Gather every line of the material that contains the word "Could", matching case exactly.

◆ ◆ ◆ ◆ ◆

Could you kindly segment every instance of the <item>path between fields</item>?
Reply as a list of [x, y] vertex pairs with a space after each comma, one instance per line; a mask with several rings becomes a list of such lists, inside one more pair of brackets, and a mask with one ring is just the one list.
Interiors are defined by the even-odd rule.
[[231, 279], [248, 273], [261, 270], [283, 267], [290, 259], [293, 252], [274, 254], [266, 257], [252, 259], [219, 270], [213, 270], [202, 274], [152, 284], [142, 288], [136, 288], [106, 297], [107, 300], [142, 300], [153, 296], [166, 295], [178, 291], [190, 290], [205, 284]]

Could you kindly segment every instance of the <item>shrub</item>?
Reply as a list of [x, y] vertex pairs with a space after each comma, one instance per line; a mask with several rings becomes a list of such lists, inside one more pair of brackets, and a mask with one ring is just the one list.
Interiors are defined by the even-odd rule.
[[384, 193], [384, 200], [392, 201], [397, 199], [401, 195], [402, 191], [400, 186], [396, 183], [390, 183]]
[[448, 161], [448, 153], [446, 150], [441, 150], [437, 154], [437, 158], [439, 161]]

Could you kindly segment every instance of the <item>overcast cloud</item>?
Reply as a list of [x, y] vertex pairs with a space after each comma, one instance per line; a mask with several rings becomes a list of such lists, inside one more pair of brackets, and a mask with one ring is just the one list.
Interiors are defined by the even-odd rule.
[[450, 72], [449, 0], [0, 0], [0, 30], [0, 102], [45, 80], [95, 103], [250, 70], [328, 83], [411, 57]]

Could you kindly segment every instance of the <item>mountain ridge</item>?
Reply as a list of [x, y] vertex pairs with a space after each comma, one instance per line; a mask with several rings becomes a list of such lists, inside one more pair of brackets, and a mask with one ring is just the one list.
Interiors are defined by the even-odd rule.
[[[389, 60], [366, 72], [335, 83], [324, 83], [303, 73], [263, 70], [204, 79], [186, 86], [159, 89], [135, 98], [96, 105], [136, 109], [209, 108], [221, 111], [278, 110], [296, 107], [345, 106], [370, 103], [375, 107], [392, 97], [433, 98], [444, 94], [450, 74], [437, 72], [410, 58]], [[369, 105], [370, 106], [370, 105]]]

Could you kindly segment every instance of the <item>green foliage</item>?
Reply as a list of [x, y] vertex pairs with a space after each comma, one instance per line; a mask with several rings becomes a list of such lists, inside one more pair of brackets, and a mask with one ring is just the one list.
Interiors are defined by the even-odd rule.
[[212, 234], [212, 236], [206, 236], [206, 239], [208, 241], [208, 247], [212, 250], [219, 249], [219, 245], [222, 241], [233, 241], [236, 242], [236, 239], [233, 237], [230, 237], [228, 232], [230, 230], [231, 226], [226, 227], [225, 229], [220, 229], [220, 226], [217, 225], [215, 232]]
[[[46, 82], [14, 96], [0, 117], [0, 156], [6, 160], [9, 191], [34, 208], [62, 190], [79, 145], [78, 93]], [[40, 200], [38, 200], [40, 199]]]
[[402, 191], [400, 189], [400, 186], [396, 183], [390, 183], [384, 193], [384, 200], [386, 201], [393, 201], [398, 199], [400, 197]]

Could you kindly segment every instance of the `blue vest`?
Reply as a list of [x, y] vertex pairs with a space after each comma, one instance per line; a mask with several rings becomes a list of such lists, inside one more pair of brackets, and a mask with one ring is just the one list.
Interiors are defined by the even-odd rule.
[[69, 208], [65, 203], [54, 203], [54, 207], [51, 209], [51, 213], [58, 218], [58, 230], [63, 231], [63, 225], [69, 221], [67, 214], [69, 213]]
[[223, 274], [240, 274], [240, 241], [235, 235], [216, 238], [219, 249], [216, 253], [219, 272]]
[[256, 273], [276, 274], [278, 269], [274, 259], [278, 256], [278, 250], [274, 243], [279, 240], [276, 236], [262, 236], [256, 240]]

◆ ◆ ◆ ◆ ◆

## Written response
Could you kindly segment every instance of the <item>path between fields</item>?
Could you kindly segment every instance of the <item>shrub</item>?
Could you kindly segment every instance of the <item>overcast cloud</item>?
Could you kindly segment every instance of the <item>mountain ridge</item>?
Could you kindly segment every instance of the <item>green foliage</item>?
Could you kindly segment every instance of the `blue vest`?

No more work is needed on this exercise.